Raw records:
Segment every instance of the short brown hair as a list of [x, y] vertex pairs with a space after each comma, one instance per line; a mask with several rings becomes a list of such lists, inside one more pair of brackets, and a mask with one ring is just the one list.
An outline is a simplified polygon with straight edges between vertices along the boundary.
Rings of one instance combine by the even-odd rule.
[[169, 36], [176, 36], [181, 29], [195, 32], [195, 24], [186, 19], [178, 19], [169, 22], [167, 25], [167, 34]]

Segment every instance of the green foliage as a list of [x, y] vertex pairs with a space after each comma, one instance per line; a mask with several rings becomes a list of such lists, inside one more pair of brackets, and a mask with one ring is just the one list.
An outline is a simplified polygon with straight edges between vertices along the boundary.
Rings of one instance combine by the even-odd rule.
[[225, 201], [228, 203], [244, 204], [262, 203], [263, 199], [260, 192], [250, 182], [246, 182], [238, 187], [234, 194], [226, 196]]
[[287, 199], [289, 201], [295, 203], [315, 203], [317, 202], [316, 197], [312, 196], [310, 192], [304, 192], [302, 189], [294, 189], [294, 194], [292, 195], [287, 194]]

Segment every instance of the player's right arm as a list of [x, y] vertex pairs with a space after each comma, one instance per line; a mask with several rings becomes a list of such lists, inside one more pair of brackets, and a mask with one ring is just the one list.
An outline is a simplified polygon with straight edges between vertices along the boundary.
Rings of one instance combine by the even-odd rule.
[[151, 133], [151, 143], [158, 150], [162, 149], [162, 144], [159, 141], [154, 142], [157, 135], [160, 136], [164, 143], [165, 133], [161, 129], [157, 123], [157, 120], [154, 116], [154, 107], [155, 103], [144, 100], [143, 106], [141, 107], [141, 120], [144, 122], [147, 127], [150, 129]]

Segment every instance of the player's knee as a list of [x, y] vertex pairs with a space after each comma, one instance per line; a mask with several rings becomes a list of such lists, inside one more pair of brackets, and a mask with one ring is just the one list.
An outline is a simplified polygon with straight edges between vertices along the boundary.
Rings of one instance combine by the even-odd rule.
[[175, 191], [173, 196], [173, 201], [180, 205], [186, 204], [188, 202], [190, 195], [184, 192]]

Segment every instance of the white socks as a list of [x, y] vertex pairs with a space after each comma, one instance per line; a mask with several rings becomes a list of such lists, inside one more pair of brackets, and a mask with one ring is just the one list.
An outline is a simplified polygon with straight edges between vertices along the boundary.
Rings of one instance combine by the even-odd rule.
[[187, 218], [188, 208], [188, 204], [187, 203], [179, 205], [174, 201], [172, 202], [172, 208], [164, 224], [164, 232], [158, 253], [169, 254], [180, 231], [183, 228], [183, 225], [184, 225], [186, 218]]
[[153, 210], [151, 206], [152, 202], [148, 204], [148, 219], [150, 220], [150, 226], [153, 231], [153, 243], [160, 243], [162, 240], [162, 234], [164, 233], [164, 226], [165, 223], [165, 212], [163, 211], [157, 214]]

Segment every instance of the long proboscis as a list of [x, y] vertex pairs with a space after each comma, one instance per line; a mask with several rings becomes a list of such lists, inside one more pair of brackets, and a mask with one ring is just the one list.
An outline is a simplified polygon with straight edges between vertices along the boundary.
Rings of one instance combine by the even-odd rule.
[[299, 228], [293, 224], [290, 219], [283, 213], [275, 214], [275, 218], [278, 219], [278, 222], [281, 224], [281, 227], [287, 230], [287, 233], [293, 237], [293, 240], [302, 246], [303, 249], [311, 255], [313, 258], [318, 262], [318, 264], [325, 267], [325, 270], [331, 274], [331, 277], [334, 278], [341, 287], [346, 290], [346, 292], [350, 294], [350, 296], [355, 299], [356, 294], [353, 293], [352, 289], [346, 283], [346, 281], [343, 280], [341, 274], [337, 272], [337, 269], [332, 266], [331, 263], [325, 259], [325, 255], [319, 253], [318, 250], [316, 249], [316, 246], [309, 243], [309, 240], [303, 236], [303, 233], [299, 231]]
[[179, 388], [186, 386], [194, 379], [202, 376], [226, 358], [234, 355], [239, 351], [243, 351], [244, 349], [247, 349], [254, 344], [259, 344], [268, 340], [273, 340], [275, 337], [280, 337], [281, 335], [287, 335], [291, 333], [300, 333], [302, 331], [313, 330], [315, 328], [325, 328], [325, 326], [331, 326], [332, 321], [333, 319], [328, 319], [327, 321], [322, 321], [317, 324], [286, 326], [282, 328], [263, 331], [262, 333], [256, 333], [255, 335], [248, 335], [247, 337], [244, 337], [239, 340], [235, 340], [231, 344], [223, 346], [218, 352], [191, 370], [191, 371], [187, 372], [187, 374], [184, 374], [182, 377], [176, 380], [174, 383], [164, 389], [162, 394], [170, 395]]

--

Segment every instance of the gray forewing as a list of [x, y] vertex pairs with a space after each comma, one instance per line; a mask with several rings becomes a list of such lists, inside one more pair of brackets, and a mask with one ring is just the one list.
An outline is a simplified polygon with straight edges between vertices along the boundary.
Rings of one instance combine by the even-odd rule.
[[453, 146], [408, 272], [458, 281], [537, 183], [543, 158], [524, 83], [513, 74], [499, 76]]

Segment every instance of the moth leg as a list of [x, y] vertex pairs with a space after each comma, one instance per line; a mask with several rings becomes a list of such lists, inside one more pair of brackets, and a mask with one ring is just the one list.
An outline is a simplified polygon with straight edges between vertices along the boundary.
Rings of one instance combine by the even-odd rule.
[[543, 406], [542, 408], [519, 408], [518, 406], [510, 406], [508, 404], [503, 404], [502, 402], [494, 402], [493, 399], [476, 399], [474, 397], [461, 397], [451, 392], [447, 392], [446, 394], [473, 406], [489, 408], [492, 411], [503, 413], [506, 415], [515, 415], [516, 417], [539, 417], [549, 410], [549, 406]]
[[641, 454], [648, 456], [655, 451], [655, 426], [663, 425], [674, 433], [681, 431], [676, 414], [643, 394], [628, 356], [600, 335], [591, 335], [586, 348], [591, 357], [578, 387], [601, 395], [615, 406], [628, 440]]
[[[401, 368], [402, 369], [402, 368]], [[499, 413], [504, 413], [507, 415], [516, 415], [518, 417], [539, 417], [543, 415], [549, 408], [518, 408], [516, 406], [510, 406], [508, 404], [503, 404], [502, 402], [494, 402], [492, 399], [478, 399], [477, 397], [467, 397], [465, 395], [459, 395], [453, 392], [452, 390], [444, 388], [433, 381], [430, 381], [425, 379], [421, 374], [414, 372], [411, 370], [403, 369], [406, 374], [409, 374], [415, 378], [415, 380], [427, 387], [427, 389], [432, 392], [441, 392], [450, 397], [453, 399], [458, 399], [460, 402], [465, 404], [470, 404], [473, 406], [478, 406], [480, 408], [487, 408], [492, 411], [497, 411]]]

**Task:**
Rewrite the material from the line with "Segment every instance of the short" to the line with "195], [287, 194]]", both included, requests and all, scaling every x and y vertex coordinate in the answers by 2.05 and rounding each to a whole number with halves rounded up. Leave the numbers in the requests and their format samples unchanged.

**Result for this exercise:**
Segment every instance of the short brown hair as a list of [x, y] vertex pairs with a space after each comma, one instance per line; a mask with several rings becomes a list of such lists, inside one more pair of brackets, and a mask with one ring is just the one list.
An outline is a simplified polygon with straight edges between vertices along the boundary.
Rings of one instance combine by the even-odd rule.
[[346, 74], [361, 74], [371, 59], [400, 66], [400, 49], [381, 39], [365, 39], [346, 45], [342, 51], [342, 70]]

Segment every instance of the green foliage as a list of [x, y] vertex pairs with a space after each comma, one instance per line; a mask with several rings becomes a list of such lists, inside one more pair of brackets, and a mask with one ring is just the one list.
An outline is a simplified polygon with straight edges between vertices along the boundary.
Rings of one instance combine by the even-odd rule.
[[461, 412], [467, 416], [500, 418], [537, 416], [539, 408], [533, 394], [513, 373], [504, 373], [488, 383], [480, 398], [463, 402]]
[[588, 408], [592, 412], [605, 416], [646, 416], [650, 414], [648, 404], [640, 402], [636, 394], [623, 394], [619, 387], [603, 387], [603, 398], [599, 400], [588, 398]]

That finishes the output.